PROBLEM DESCRIPTION:
If a line in the records below contains the word "turquoise", copy it.

◆ ◆ ◆

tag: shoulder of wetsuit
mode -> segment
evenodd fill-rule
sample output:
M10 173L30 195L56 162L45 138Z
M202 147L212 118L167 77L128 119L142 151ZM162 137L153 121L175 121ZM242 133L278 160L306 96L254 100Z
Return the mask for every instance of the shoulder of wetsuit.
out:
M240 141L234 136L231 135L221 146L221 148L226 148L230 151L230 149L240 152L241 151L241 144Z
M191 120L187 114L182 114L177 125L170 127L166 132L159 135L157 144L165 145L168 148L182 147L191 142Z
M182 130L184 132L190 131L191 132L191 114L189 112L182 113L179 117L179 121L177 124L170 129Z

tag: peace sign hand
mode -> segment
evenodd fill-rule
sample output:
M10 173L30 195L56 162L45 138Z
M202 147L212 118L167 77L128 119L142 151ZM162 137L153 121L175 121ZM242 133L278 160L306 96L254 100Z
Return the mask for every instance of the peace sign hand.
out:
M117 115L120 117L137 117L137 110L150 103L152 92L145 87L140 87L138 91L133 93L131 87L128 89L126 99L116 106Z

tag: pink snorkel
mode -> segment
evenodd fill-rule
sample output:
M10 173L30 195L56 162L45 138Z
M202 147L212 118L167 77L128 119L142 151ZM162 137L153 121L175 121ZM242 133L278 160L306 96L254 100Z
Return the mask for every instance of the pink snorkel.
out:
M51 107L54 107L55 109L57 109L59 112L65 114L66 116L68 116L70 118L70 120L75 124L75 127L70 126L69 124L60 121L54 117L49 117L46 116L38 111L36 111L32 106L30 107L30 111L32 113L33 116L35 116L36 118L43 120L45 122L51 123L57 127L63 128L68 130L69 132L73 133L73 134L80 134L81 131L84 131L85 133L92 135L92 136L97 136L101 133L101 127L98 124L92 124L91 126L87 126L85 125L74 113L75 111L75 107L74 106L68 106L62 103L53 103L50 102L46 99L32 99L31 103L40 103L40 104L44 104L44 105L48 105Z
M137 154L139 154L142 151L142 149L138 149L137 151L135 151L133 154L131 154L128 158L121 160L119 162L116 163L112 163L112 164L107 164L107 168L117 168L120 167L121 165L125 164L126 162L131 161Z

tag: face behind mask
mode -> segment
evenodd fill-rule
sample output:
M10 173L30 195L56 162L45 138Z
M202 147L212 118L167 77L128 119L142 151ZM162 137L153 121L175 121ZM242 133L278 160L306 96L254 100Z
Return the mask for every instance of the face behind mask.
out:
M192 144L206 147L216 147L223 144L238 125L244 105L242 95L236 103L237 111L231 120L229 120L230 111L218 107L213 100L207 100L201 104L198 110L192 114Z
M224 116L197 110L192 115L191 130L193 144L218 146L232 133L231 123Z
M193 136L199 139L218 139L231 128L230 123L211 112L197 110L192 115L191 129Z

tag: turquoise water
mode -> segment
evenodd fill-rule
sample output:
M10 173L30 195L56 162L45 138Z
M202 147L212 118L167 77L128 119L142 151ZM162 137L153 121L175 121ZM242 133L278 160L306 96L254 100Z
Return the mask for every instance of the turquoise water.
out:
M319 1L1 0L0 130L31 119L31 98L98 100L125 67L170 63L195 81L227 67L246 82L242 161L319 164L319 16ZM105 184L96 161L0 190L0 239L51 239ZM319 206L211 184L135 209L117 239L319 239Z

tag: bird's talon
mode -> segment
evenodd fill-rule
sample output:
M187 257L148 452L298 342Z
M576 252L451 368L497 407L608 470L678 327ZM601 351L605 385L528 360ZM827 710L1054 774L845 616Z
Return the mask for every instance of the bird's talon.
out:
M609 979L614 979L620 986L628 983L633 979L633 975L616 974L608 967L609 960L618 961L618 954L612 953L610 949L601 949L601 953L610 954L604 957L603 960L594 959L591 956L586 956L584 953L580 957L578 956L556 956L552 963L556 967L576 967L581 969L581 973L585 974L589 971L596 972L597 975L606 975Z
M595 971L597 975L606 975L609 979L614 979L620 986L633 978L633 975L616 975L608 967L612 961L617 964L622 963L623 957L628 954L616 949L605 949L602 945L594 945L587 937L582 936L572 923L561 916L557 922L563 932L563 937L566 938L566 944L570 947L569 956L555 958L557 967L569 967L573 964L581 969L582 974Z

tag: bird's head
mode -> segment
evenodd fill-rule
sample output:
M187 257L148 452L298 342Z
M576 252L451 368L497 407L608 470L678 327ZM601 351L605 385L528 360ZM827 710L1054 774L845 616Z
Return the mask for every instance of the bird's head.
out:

◆ ◆ ◆

RESPONSE TO THE EXERCISE:
tag: turquoise water
Return the mask for every instance of the turquoise water.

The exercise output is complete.